[Dataset excerpts]
===============

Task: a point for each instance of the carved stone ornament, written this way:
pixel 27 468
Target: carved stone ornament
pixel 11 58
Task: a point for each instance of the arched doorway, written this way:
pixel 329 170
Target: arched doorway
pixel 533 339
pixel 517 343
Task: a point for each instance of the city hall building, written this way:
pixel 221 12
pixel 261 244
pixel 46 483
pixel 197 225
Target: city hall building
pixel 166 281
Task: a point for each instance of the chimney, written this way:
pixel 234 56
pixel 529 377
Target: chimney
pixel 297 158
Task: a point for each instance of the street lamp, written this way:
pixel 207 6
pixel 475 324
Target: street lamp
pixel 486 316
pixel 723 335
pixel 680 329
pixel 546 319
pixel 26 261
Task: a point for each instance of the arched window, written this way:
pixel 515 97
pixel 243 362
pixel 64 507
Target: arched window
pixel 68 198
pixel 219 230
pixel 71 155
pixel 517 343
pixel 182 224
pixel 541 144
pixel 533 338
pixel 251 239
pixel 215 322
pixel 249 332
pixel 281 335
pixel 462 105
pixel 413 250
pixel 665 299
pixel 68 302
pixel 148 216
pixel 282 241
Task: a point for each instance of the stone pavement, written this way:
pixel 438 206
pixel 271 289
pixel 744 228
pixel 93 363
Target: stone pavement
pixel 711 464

===============

[Task statement] Repeat precisely the lines of the data starting at the one containing "pixel 438 206", last line included.

[Written answer]
pixel 438 206
pixel 271 289
pixel 744 228
pixel 93 363
Target: stone pavement
pixel 711 464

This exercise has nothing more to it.